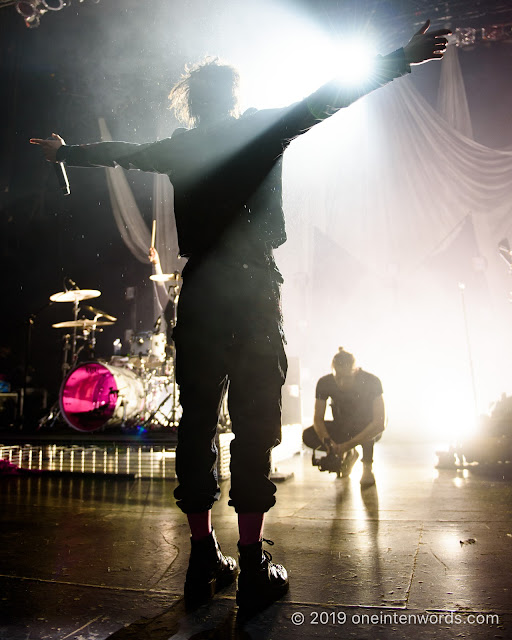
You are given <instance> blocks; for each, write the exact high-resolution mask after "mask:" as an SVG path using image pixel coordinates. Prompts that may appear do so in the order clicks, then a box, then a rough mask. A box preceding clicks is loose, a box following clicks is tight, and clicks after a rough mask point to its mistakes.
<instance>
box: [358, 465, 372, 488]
mask: <svg viewBox="0 0 512 640" xmlns="http://www.w3.org/2000/svg"><path fill="white" fill-rule="evenodd" d="M374 484H375V476H374V475H373V471H372V468H371V467H366V466H365V467H363V473H362V475H361V488H362V489H366V487H373V485H374Z"/></svg>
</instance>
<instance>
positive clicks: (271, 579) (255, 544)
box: [236, 540, 289, 617]
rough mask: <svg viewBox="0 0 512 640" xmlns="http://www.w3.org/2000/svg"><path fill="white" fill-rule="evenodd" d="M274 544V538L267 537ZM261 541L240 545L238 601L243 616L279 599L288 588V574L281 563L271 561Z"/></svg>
mask: <svg viewBox="0 0 512 640" xmlns="http://www.w3.org/2000/svg"><path fill="white" fill-rule="evenodd" d="M264 541H265V542H267V543H268V544H271V545H273V544H274V543H273V542H272V541H271V540H264ZM261 544H262V543H261V542H256V543H255V544H250V545H240V544H239V545H238V550H239V552H240V556H239V563H240V575H239V576H238V589H237V592H236V603H237V605H238V607H239V610H240V613H241V615H242V616H245V617H249V616H252V615H255V614H256V613H258V612H259V611H262V610H263V609H265V608H266V607H268V606H270V605H271V604H272V603H273V602H275V601H276V600H279V598H281V597H282V596H283V595H284V594H285V593H286V592H287V591H288V586H289V585H288V573H287V571H286V569H285V568H284V567H283V565H281V564H275V563H274V562H271V560H272V556H271V555H270V553H269V552H268V551H263V550H262V548H261Z"/></svg>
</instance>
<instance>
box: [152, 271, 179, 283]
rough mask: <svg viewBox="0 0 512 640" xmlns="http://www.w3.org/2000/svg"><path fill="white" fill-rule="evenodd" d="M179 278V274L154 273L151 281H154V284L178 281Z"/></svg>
mask: <svg viewBox="0 0 512 640" xmlns="http://www.w3.org/2000/svg"><path fill="white" fill-rule="evenodd" d="M179 277H180V274H179V273H153V274H152V275H150V276H149V279H150V280H153V282H170V281H171V280H178V279H179Z"/></svg>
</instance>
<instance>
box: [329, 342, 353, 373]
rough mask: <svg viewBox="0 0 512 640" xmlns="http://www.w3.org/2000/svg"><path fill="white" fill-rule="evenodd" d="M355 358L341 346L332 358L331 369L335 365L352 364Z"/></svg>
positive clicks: (341, 365)
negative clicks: (331, 367) (331, 364)
mask: <svg viewBox="0 0 512 640" xmlns="http://www.w3.org/2000/svg"><path fill="white" fill-rule="evenodd" d="M355 361H356V359H355V358H354V356H353V355H352V354H351V353H349V352H348V351H345V349H344V348H343V347H340V348H339V349H338V353H336V354H335V355H334V358H333V359H332V366H333V369H336V368H337V367H339V366H341V367H343V366H347V365H350V366H354V363H355Z"/></svg>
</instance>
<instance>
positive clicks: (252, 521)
mask: <svg viewBox="0 0 512 640" xmlns="http://www.w3.org/2000/svg"><path fill="white" fill-rule="evenodd" d="M264 518H265V514H264V513H239V514H238V531H239V533H240V545H246V544H254V543H255V542H260V540H261V537H262V535H263V520H264Z"/></svg>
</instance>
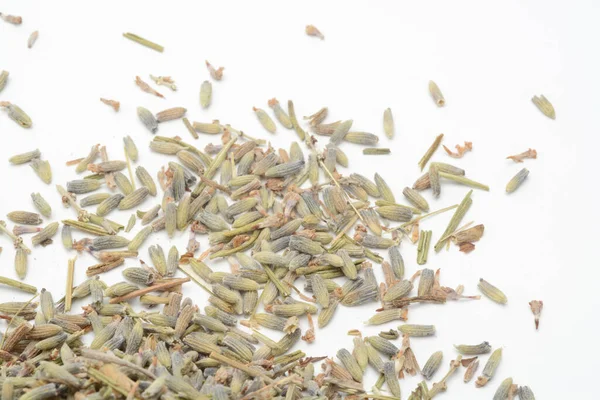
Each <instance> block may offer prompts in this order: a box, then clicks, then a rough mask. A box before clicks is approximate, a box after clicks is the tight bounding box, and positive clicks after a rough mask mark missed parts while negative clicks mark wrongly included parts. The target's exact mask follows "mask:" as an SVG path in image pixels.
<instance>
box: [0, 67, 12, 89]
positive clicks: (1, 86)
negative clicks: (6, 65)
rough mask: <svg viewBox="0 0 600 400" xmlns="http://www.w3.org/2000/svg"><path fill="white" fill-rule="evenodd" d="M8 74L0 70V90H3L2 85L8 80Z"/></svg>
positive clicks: (6, 81)
mask: <svg viewBox="0 0 600 400" xmlns="http://www.w3.org/2000/svg"><path fill="white" fill-rule="evenodd" d="M8 75H10V74H9V72H8V71H0V92H2V90H4V87H5V86H6V83H7V82H8Z"/></svg>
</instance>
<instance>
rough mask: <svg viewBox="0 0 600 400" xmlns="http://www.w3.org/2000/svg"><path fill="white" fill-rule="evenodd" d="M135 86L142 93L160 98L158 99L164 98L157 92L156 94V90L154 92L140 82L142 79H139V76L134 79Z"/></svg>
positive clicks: (145, 84) (150, 88)
mask: <svg viewBox="0 0 600 400" xmlns="http://www.w3.org/2000/svg"><path fill="white" fill-rule="evenodd" d="M135 84H136V85H137V86H138V87H139V88H140V89H142V91H143V92H146V93H150V94H153V95H155V96H156V97H160V98H164V97H165V96H163V95H162V94H160V93H159V92H157V91H156V90H154V89H153V88H152V87H151V86H150V85H149V84H147V83H146V82H144V81H143V80H142V78H140V77H139V76H136V77H135Z"/></svg>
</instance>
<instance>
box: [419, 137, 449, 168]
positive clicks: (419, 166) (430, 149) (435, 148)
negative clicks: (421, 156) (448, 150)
mask: <svg viewBox="0 0 600 400" xmlns="http://www.w3.org/2000/svg"><path fill="white" fill-rule="evenodd" d="M443 138H444V134H443V133H441V134H439V135H438V136H436V138H435V140H434V141H433V143H432V144H431V146H429V148H428V149H427V151H426V152H425V154H424V155H423V157H421V159H420V160H419V168H421V171H423V169H424V168H425V165H427V162H429V160H430V159H431V156H433V153H435V151H436V150H437V149H438V147H440V143H442V139H443Z"/></svg>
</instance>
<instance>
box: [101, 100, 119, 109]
mask: <svg viewBox="0 0 600 400" xmlns="http://www.w3.org/2000/svg"><path fill="white" fill-rule="evenodd" d="M100 101H101V102H103V103H104V104H106V105H107V106H111V107H112V108H113V110H115V112H118V111H119V108H120V107H121V103H119V102H118V101H116V100H109V99H104V98H102V97H101V98H100Z"/></svg>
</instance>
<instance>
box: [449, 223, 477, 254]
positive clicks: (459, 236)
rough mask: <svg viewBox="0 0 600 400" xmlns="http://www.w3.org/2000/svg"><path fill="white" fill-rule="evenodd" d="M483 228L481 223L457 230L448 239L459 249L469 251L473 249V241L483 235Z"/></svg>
mask: <svg viewBox="0 0 600 400" xmlns="http://www.w3.org/2000/svg"><path fill="white" fill-rule="evenodd" d="M484 229H485V227H484V226H483V224H479V225H476V226H474V227H472V228H468V229H463V230H458V231H456V232H454V233H453V234H452V236H451V237H450V239H451V240H452V241H453V242H454V243H455V244H456V245H457V246H458V247H459V249H460V251H462V252H463V253H470V252H471V251H473V250H474V249H475V245H474V244H473V243H474V242H477V241H479V239H481V237H482V236H483V231H484Z"/></svg>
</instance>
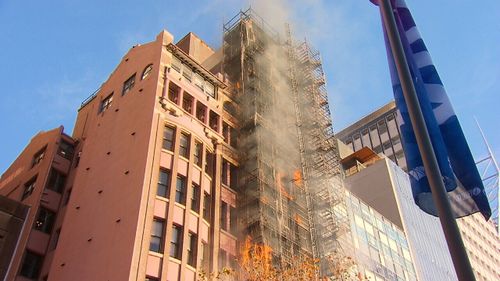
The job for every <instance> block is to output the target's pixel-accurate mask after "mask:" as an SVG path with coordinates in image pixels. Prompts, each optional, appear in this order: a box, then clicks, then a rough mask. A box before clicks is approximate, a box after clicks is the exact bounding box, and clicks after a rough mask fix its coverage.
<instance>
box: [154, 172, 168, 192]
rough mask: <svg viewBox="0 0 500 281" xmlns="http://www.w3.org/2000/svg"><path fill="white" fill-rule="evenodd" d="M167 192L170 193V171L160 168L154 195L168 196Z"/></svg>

# # # #

Work required - Return all of the lines above verbatim, without the pictures.

Result of the task -
You are given <instance> blocks; for each, write the exact high-resolution mask after "mask:" as an SVG path using image pixel coordinates. Prompts that may appear do so in the order clicks, then a box, then a rough mask. A box preceding clicks is loose, a box following clicks is tight, and clicks after a rough mask point to its mistakes.
<instance>
box: [358, 465, 372, 488]
mask: <svg viewBox="0 0 512 640" xmlns="http://www.w3.org/2000/svg"><path fill="white" fill-rule="evenodd" d="M374 484H375V476H374V475H373V471H372V468H371V467H366V466H365V467H363V473H362V475H361V488H362V489H366V487H373V485H374Z"/></svg>
</instance>
<instance>
positive clicks: (271, 579) (255, 544)
box: [236, 540, 289, 617]
rough mask: <svg viewBox="0 0 512 640" xmlns="http://www.w3.org/2000/svg"><path fill="white" fill-rule="evenodd" d="M274 544V538L267 537ZM261 541L240 545L238 601L243 616L279 599L288 588V574L281 563L271 561Z"/></svg>
mask: <svg viewBox="0 0 512 640" xmlns="http://www.w3.org/2000/svg"><path fill="white" fill-rule="evenodd" d="M264 541H265V542H267V543H268V544H271V545H273V544H274V543H273V542H272V541H271V540H264ZM261 544H262V543H261V542H256V543H255V544H250V545H240V544H239V545H238V550H239V552H240V556H239V563H240V575H239V576H238V589H237V592H236V603H237V605H238V607H239V610H240V613H241V615H242V616H245V617H249V616H252V615H255V614H256V613H258V612H259V611H262V610H263V609H265V608H266V607H268V606H270V605H271V604H272V603H273V602H275V601H276V600H279V598H281V597H282V596H283V595H284V594H285V593H286V592H287V591H288V586H289V585H288V573H287V571H286V569H285V568H284V567H283V565H281V564H275V563H274V562H271V560H272V556H271V555H270V553H269V552H268V551H263V550H262V548H261Z"/></svg>
</instance>
<instance>
box: [152, 271, 179, 283]
rough mask: <svg viewBox="0 0 512 640" xmlns="http://www.w3.org/2000/svg"><path fill="white" fill-rule="evenodd" d="M179 278V274L154 273L151 281H154V284L178 281Z"/></svg>
mask: <svg viewBox="0 0 512 640" xmlns="http://www.w3.org/2000/svg"><path fill="white" fill-rule="evenodd" d="M179 277H180V274H179V273H153V274H152V275H150V276H149V279H150V280H153V282H170V281H171V280H178V279H179Z"/></svg>
</instance>
<instance>
box: [329, 342, 353, 373]
rough mask: <svg viewBox="0 0 512 640" xmlns="http://www.w3.org/2000/svg"><path fill="white" fill-rule="evenodd" d="M355 358L341 346L332 358L331 369L335 365L352 364Z"/></svg>
positive clicks: (341, 365)
negative clicks: (331, 367) (331, 364)
mask: <svg viewBox="0 0 512 640" xmlns="http://www.w3.org/2000/svg"><path fill="white" fill-rule="evenodd" d="M355 361H356V359H355V358H354V356H353V355H352V354H351V353H349V352H348V351H345V349H344V348H343V347H340V348H339V349H338V353H336V354H335V355H334V358H333V359H332V366H333V369H336V368H337V367H339V366H341V367H343V366H347V365H350V366H354V363H355Z"/></svg>
</instance>
<instance>
positive clicks: (252, 521)
mask: <svg viewBox="0 0 512 640" xmlns="http://www.w3.org/2000/svg"><path fill="white" fill-rule="evenodd" d="M264 518H265V514H264V513H239V514H238V531H239V533H240V545H246V544H254V543H255V542H260V540H261V537H262V535H263V520H264Z"/></svg>
</instance>
Each <instance> block may offer prompts in this order: a box, then clicks, then a rough mask. A box before clicks is approximate, a box after clicks is the tight bounding box, and positive clicks after a rough mask mark missed parts while negative clicks mark wrongly included parts. The target's exact mask follows "mask:" as an SVG path in image pixels.
<instance>
box: [0, 67, 12, 89]
positive clicks: (1, 86)
negative clicks: (6, 65)
rough mask: <svg viewBox="0 0 600 400" xmlns="http://www.w3.org/2000/svg"><path fill="white" fill-rule="evenodd" d="M8 74L0 70V90H3L2 85L8 80Z"/></svg>
positive clicks: (6, 81)
mask: <svg viewBox="0 0 600 400" xmlns="http://www.w3.org/2000/svg"><path fill="white" fill-rule="evenodd" d="M8 75H10V74H9V72H8V71H0V92H2V90H4V87H5V86H6V83H7V82H8Z"/></svg>
</instance>
<instance>
rough mask: <svg viewBox="0 0 600 400" xmlns="http://www.w3.org/2000/svg"><path fill="white" fill-rule="evenodd" d="M135 86L142 93L160 98L158 99L164 98L157 92L156 94V90L154 92L140 82L142 79H139V76L134 79Z"/></svg>
positive clicks: (145, 84) (150, 88)
mask: <svg viewBox="0 0 600 400" xmlns="http://www.w3.org/2000/svg"><path fill="white" fill-rule="evenodd" d="M135 84H136V85H137V86H138V87H139V88H140V89H142V91H143V92H146V93H150V94H153V95H155V96H156V97H160V98H164V97H165V96H163V95H162V94H160V93H159V92H157V91H156V90H154V89H153V88H152V87H151V86H150V85H149V84H147V83H146V82H144V81H143V80H142V78H140V77H139V76H136V77H135Z"/></svg>
</instance>
<instance>
box: [419, 137, 449, 168]
positive clicks: (419, 166) (430, 149) (435, 148)
negative clicks: (421, 156) (448, 150)
mask: <svg viewBox="0 0 600 400" xmlns="http://www.w3.org/2000/svg"><path fill="white" fill-rule="evenodd" d="M443 138H444V134H443V133H441V134H439V135H438V136H436V138H435V140H434V141H433V143H432V144H431V146H429V148H428V149H427V151H426V152H425V154H424V155H423V157H421V159H420V160H419V168H421V171H423V169H424V168H425V165H427V162H429V160H430V159H431V156H433V153H435V151H436V150H437V149H438V147H440V143H442V139H443Z"/></svg>
</instance>
<instance>
box: [101, 100, 119, 109]
mask: <svg viewBox="0 0 600 400" xmlns="http://www.w3.org/2000/svg"><path fill="white" fill-rule="evenodd" d="M100 101H101V102H103V103H104V104H106V105H107V106H111V107H112V108H113V110H115V112H118V111H119V108H120V107H121V103H119V102H118V101H116V100H109V99H104V98H102V97H101V98H100Z"/></svg>
</instance>
<instance>
box: [449, 223, 477, 254]
positive clicks: (459, 236)
rough mask: <svg viewBox="0 0 600 400" xmlns="http://www.w3.org/2000/svg"><path fill="white" fill-rule="evenodd" d="M483 228L481 223L457 230L448 239L459 249L469 251L473 249V241L483 235Z"/></svg>
mask: <svg viewBox="0 0 600 400" xmlns="http://www.w3.org/2000/svg"><path fill="white" fill-rule="evenodd" d="M484 229H485V227H484V226H483V224H479V225H476V226H474V227H472V228H468V229H463V230H458V231H456V232H454V233H453V234H452V236H451V237H450V239H451V240H452V241H453V242H454V243H455V244H456V245H457V246H458V247H459V249H460V251H462V252H463V253H470V252H471V251H473V250H474V249H475V245H474V244H473V243H474V242H477V241H479V239H481V237H482V236H483V231H484Z"/></svg>
</instance>
The job for every <instance> block is to output the target's pixel-accurate mask after "mask:" as an SVG path with coordinates in image pixels. Prompts, each optional, appear in this order: a box, then clicks, then a rough mask. A box before clicks is approximate, a box after clicks is the exact bounding box, and clicks after a rough mask fix its coverage.
<instance>
box: [154, 172, 168, 192]
rough mask: <svg viewBox="0 0 500 281" xmlns="http://www.w3.org/2000/svg"><path fill="white" fill-rule="evenodd" d="M167 192L170 193V171L160 168L154 195L168 196Z"/></svg>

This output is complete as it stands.